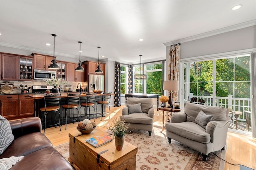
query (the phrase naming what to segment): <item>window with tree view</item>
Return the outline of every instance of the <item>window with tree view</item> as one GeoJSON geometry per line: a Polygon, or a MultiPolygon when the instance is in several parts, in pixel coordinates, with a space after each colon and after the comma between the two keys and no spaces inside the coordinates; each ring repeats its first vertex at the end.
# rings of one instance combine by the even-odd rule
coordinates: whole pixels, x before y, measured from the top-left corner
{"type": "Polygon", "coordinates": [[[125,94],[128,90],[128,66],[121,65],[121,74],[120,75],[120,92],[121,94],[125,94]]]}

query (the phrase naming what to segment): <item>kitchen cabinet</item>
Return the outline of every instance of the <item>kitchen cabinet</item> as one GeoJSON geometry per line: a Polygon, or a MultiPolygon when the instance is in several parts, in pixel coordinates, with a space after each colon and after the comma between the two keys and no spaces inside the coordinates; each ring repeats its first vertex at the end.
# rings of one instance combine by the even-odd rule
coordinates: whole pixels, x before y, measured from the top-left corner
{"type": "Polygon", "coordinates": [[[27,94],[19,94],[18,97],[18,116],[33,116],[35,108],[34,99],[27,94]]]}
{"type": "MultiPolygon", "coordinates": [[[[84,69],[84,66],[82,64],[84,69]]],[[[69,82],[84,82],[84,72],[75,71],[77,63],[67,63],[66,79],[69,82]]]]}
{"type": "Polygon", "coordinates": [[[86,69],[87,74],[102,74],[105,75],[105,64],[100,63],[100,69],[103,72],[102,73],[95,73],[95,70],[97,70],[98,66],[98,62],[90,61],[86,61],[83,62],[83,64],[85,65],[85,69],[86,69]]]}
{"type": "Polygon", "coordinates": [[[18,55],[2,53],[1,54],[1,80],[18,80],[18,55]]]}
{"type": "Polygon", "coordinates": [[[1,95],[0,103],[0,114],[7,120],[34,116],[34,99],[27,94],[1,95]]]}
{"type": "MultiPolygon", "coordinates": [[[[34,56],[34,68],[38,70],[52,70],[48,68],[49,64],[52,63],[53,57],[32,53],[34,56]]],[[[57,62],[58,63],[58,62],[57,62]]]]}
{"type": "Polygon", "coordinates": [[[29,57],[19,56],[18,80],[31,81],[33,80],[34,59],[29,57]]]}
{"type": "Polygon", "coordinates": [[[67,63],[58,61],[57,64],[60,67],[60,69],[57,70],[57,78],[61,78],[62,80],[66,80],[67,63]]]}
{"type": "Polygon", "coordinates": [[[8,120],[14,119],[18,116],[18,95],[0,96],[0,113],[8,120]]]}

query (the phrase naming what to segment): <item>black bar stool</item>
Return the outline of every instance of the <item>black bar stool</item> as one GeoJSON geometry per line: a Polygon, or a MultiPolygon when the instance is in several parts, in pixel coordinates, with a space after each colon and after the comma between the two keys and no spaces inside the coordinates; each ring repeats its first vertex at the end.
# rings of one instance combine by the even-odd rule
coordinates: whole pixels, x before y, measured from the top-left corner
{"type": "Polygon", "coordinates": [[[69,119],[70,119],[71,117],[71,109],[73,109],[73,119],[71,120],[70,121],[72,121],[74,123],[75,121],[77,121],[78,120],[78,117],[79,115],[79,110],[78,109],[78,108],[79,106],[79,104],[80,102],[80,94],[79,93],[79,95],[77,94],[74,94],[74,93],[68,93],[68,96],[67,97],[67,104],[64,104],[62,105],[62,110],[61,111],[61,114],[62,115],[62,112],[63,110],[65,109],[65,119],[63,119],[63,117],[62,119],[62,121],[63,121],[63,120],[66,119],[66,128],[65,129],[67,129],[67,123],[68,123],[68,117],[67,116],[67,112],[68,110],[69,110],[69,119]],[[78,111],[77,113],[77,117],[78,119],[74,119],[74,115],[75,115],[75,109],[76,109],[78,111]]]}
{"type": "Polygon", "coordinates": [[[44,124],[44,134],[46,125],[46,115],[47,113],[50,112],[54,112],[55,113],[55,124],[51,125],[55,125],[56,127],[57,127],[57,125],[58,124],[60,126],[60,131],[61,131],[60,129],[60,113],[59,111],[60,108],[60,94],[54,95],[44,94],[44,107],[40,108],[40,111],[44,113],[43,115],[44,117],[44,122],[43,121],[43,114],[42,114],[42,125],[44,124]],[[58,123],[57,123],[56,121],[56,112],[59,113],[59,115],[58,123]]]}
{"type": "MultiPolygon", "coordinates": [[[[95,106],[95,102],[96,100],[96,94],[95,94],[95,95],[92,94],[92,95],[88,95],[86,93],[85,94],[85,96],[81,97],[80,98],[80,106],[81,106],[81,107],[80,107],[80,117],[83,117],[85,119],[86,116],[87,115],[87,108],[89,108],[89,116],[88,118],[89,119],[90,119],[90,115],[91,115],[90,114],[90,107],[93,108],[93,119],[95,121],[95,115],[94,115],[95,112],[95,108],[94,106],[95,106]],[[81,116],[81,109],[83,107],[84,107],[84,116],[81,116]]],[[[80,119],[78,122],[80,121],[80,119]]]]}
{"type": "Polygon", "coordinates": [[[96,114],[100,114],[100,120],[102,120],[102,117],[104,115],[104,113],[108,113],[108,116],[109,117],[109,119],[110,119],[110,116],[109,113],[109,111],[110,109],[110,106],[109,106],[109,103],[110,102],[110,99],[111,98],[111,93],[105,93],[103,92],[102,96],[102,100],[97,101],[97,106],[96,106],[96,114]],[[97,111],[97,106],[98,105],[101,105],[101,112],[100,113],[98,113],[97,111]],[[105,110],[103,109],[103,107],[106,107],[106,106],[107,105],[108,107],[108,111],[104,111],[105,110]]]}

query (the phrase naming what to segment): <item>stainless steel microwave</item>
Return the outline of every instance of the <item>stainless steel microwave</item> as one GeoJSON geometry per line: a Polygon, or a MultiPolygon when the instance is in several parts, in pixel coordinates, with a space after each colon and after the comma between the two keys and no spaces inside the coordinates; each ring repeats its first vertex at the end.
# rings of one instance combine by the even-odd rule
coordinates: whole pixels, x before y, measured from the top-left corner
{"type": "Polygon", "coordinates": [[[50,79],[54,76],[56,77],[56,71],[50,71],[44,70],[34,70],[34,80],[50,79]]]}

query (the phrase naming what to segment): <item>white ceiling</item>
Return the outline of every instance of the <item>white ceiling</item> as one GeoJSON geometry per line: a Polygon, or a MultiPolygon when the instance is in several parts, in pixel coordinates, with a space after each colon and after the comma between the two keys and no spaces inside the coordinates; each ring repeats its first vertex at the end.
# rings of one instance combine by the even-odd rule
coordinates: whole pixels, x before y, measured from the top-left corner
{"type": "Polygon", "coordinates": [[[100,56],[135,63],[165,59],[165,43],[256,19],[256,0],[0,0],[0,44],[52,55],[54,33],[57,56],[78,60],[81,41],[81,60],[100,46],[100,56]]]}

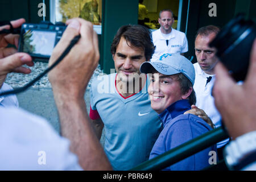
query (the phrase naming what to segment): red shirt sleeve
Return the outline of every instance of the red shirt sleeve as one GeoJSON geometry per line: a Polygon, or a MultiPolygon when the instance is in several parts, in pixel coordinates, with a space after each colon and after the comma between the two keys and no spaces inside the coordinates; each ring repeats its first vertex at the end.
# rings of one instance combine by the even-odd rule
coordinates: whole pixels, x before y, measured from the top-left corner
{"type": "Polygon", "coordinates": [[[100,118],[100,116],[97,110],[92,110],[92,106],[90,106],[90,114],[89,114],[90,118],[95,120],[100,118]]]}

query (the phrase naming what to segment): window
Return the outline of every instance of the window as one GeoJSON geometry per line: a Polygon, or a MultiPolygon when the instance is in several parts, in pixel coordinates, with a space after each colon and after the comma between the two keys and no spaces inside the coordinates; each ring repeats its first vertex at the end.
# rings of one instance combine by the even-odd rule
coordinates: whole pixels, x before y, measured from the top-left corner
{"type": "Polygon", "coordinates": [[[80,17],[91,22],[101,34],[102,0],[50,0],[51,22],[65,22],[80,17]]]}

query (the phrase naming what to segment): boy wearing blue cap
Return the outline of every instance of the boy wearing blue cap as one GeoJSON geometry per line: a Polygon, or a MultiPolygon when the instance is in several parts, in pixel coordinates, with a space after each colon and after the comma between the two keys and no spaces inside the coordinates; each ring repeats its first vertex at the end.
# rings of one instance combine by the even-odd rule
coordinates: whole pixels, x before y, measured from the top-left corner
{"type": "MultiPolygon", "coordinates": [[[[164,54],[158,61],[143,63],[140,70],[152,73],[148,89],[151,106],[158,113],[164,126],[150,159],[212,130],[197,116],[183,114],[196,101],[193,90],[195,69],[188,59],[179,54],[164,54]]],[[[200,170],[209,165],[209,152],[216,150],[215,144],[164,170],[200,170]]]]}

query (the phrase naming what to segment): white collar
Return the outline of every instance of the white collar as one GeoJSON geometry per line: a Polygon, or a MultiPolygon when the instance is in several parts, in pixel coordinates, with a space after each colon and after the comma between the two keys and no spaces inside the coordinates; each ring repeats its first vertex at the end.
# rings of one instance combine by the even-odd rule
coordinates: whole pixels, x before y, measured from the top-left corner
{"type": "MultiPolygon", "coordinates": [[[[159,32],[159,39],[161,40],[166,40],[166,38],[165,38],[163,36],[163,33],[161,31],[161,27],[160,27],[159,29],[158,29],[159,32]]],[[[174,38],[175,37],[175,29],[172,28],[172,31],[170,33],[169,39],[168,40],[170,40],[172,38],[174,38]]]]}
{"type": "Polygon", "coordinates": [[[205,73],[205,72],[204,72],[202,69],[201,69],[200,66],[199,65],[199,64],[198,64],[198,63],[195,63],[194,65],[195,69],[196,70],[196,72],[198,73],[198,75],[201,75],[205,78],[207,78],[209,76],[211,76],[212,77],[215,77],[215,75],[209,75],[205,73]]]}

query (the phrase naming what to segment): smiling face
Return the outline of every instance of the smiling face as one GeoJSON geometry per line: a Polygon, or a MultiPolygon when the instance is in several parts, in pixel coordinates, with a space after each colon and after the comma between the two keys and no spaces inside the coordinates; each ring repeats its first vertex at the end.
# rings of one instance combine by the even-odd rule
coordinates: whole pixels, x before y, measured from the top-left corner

• [Requirement] Return every line of the material that contains the word "smiling", copying each such line in full.

• [Written response]
query (the phrase naming what to segment): smiling face
Return the outline of every instance of the smiling face as one GeoJSON geometry per line: a Polygon, or a MultiPolygon when the instance is in several parts, in pixel coordinates, with a space after each colon and after the comma between the two keys and no spaces inside the coordinates; each ring repeats its first vertex at the end.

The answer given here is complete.